> _Görevler ve alıştırmalar_:
1 - Karar metninin "Davacı kadın vekili temyiz dilekçesinde;" ile başlayıp "bozulmasını talep etmiştir." ifadesine kadar süren kısmını yeniden yazın. Bu kısımda "bilirkişi raporuna" yerine "uzman raporuna" kullanın.
2 - Karar metninde geçen bütün Türk lirası tutarlarını sıralayın.

C. Mahkemece Bozmaya Uyularak Verilen Son Karar

Mahkemenin yukarıdaki başlıkta tarih ve sayısı belirtilen kararı ile, yapılan yargılama, tanık beyanları, yapılan keşif, ibraz edilen bilirkişi raporları, bozma ilamı ve tüm dosya kapsamına göre, denkleştirici adalet ilkesi gereği, davacı tanıklarının çoğunluğunun taşınmazın alımında davacının ailesinin parasal katkıda bulunduğunu beyan ettiği, özellik davacı tanığı Mustafa'nın beyanı ile davalı tanığı Kemal'in beyanı birlikte değerlendirildiğinde söz konusu katkının % 50 oranında olacağının takdir edildiği, taşınmazın değeri olan 240.000,00 TL'nin % 50'si 120.000,00 TL'nin katkı payı alacağı olduğu, davacının aynı zamanda tereke borçlusu olduğu da dikkate alınarak takdir edilen katkı payı alacağından davacı sağ kalan eşin 1/2 miras hissesi ile sorumlu olduğu, dolayısıyla davalıların katkı payı alacağınının miras payları oranına göre 60.000,00 TL'sinden sorumlu olduğu gerekçesiyle; davanın kısmen kabulü ile, dahili davalıların miras payları da dikkate alınmak suretiyle; her bir dahili davalıdan 12.000,00 TL katkı payı alacağının dava tarihinden itibaren işleyecek yasal faizi ile birlikte ayrı ayrı alınmasına, fazlaya ilişkin taleplerin reddine karar verilmiştir.

V. TEMYİZ

A. Temyiz Yoluna Başvuran

Mahkemenin yukarıda belirtilen kararına karşı süresi içinde davacı kadın vekili temyiz isteminde bulunmuştur.

B. Temyiz Sebepleri

Davacı kadın vekili temyiz dilekçesinde; taşınmazın müvekkilinin altınlarının satılması ve müvekkilinin ağabeyinin katkısı ile alındığı, davalı erkeğin düzenli işinin olmaması nedeniyle taşınmazın edinilmesine katkısının olmadığını, davalıların tanığı Kemal'in de beyanında taşınmazın müvekkilinin abisi tarafından alındığını doğruladığını, davalı erkeğin taşınmazın edinilmesine katkısının olmadığını, dosyadaki bilgi ve belgelere göre katkı payı oranının düşük belirlendiğini, hakimin takdir hakkını bizzat kullanması gerektiğini, bilirkişi raporuna bağlı takdir hakkının kullanılmayacağını, taşınmazın ıslah tarihindeki değerine göre katkı payı alacağının belirlenmesi gerektiğini, terekenin diğer borçlarının müvekkili tarafından ödendiğini göz ardı edilerek karar verildiğini belirterek kararın bozulmasını talep etmiştir.

> _Veri bölümü_:
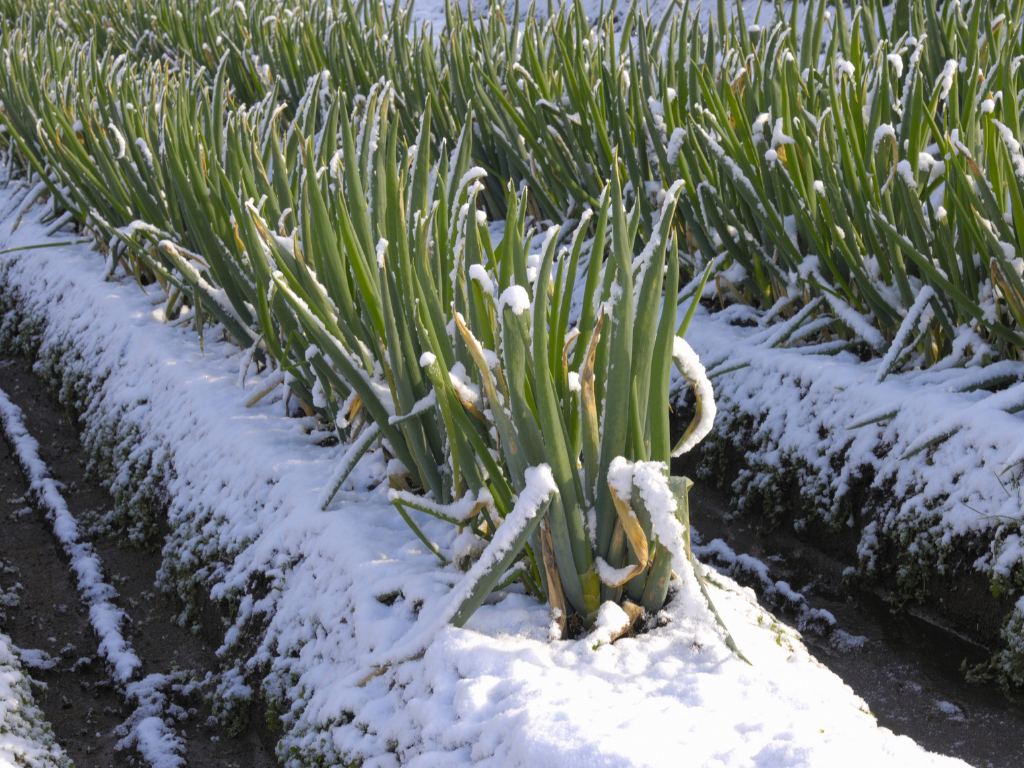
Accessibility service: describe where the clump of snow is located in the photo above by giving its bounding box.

> _Sırayla cevaplar_:
1 -
Davacı kadın vekili temyiz dilekçesinde; taşınmazın müvekkilinin altınlarının satılması ve müvekkilinin ağabeyinin katkısı ile alındığı, davalı erkeğin düzenli işinin olmaması nedeniyle taşınmazın edinilmesine katkısının olmadığını, davalıların tanığı Kemal'in de beyanında taşınmazın müvekkilinin abisi tarafından alındığını doğruladığını, davalı erkeğin taşınmazın edinilmesine katkısının olmadığını, dosyadaki bilgi ve belgelere göre katkı payı oranının düşük belirlendiğini, hakimin takdir hakkını bizzat kullanması gerektiğini, uzman raporuna bağlı takdir hakkının kullanılmayacağını, taşınmazın ıslah tarihindeki değerine göre katkı payı alacağının belirlenmesi gerektiğini, terekenin diğer borçlarının müvekkili tarafından ödendiğini göz ardı edilerek karar verildiğini belirterek kararın bozulmasını talep etmiştir.

2 -
- 240.000,00 TL
- 120.000,00 TL
- 60.000,00 TL
- 12.000,00 TL